-- PROBLEM REQUIREMENTS --
Could you lay out the rows below as a numbered list, skipping any blank lines?
--- BEGIN DATA SUPPLIED ---
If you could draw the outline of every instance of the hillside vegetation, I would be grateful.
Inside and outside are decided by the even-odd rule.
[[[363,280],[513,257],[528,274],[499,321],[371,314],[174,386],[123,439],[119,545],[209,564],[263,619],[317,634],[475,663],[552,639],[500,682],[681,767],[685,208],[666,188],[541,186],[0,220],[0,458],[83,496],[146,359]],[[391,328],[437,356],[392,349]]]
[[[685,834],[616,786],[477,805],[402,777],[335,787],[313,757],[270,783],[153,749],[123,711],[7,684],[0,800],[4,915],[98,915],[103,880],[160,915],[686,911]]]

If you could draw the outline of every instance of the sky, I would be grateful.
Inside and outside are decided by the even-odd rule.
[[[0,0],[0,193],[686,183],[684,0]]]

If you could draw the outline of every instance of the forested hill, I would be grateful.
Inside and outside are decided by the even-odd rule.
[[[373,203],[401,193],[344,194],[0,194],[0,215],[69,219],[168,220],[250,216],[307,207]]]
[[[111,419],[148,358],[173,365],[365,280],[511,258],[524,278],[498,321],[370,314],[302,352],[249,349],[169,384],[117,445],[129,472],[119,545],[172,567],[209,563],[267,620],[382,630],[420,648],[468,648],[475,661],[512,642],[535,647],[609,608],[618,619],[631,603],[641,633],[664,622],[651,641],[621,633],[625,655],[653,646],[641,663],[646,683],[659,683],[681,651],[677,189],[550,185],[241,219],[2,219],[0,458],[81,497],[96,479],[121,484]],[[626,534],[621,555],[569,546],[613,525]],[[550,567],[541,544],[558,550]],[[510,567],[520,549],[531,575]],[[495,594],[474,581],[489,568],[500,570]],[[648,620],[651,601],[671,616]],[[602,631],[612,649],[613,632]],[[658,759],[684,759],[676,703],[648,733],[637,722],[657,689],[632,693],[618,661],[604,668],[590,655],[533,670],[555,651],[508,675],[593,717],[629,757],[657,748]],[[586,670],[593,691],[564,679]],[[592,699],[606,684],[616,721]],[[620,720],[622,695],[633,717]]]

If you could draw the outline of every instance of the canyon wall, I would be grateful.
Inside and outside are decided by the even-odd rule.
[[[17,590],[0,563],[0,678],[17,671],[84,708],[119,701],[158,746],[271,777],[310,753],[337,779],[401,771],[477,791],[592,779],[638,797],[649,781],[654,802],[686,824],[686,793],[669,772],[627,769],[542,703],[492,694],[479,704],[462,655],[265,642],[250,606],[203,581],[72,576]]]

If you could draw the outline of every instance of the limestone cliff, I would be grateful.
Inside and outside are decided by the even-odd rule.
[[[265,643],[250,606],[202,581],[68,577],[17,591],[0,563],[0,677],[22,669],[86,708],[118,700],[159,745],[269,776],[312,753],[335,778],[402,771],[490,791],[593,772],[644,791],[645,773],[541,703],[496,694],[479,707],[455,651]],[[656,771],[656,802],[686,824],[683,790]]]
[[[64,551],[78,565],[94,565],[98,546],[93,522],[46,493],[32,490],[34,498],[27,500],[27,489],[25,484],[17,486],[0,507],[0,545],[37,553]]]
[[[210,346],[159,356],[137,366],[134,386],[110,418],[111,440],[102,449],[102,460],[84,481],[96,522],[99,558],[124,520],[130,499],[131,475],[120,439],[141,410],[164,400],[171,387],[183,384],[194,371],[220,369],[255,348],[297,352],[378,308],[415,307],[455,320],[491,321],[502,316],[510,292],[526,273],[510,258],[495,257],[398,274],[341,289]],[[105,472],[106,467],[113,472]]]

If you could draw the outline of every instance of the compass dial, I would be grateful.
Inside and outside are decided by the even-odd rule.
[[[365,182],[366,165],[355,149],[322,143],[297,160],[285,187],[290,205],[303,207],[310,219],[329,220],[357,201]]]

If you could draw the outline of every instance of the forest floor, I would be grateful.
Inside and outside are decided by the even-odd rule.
--- END DATA SUPPLIED ---
-- EXERCISE RESPONSE --
1. If you could draw the outline of every instance of the hillside vegetation, I would be grateful.
2. Inside and outside are decided by the even-odd rule.
3. [[[363,280],[513,257],[528,274],[499,321],[371,314],[174,386],[123,439],[119,545],[209,564],[263,619],[317,634],[475,663],[552,639],[500,682],[681,767],[685,208],[666,188],[541,186],[0,220],[0,458],[83,496],[146,359]],[[391,328],[437,356],[392,349]]]
4. [[[685,834],[616,786],[477,805],[402,777],[335,787],[313,757],[270,783],[153,749],[123,711],[7,684],[0,800],[4,915],[98,915],[103,880],[160,915],[686,911]]]
5. If you could draw the outline of every instance of the sky, I would be grateful.
6. Inside and outside are decided by the even-odd rule.
7. [[[0,0],[0,193],[686,183],[684,0]]]
8. If you could draw the outline of every instance of the forested hill, I would be grateful.
9. Inside and outside are decided by the even-odd rule.
10. [[[373,203],[401,193],[344,194],[0,194],[0,215],[69,219],[168,220],[250,216],[307,207]]]
11. [[[111,419],[148,358],[173,365],[365,280],[511,258],[524,278],[498,321],[370,314],[302,352],[249,349],[169,384],[117,445],[129,472],[119,545],[172,567],[209,563],[267,620],[382,630],[420,648],[468,648],[475,661],[512,642],[535,647],[609,608],[618,619],[631,603],[641,633],[664,622],[651,641],[621,633],[625,655],[653,646],[641,663],[646,683],[659,683],[681,651],[677,189],[550,185],[241,219],[2,219],[0,458],[81,497],[96,479],[121,484]],[[626,534],[621,555],[569,546],[613,525]],[[550,567],[541,544],[558,550]],[[510,567],[520,549],[531,575]],[[495,594],[474,581],[489,568],[500,570]],[[648,620],[651,601],[671,616]],[[602,631],[612,649],[613,632]],[[658,759],[684,759],[676,703],[648,733],[637,722],[657,689],[632,693],[618,661],[604,668],[590,655],[533,670],[555,651],[508,675],[593,717],[629,757],[657,748]],[[586,670],[593,691],[564,679]],[[592,699],[606,684],[616,721]],[[620,720],[622,695],[633,717]]]
12. If you could draw the outline of every instance of the canyon wall, I would be grateful.
13. Inside and outside are decided by the even-odd rule.
14. [[[17,590],[0,563],[0,678],[17,671],[84,708],[119,701],[158,746],[271,777],[310,753],[337,779],[401,771],[477,791],[592,779],[638,797],[649,781],[654,802],[686,824],[686,793],[669,772],[627,769],[542,703],[492,694],[479,704],[462,655],[265,642],[250,606],[203,581],[72,576]]]
15. If you could draw the outline of every instance of the limestone cliff, I would be grateful.
16. Inside and outside are decided by the even-odd rule.
17. [[[265,643],[250,606],[202,581],[68,577],[17,591],[0,563],[0,677],[22,669],[86,708],[118,700],[159,745],[269,776],[312,753],[335,778],[402,771],[490,791],[593,772],[644,791],[645,773],[541,703],[496,694],[479,707],[455,651]],[[656,771],[656,802],[686,824],[683,790]]]
18. [[[64,551],[78,565],[94,565],[98,546],[93,522],[46,493],[32,490],[34,498],[27,500],[27,489],[25,484],[17,486],[0,507],[0,545],[37,553]]]
19. [[[210,346],[159,356],[137,366],[134,386],[110,418],[111,440],[102,449],[102,460],[84,481],[96,522],[99,558],[124,520],[130,499],[131,475],[120,439],[141,410],[164,400],[171,387],[183,384],[194,371],[220,369],[255,348],[297,352],[378,308],[415,307],[455,320],[491,321],[502,316],[510,292],[526,273],[510,258],[495,257],[398,274],[341,289]],[[105,472],[106,467],[113,472]]]
20. If you could draw the outline of every instance of the compass dial, I would be grateful.
21. Inside and outside are decided by the even-odd rule.
22. [[[365,182],[366,165],[355,149],[322,143],[297,160],[285,187],[290,205],[303,207],[310,219],[329,220],[357,201]]]
23. If you could draw the outline of every instance of the forest floor, I would be grateful.
24. Inside and outside are decided by the even-odd rule.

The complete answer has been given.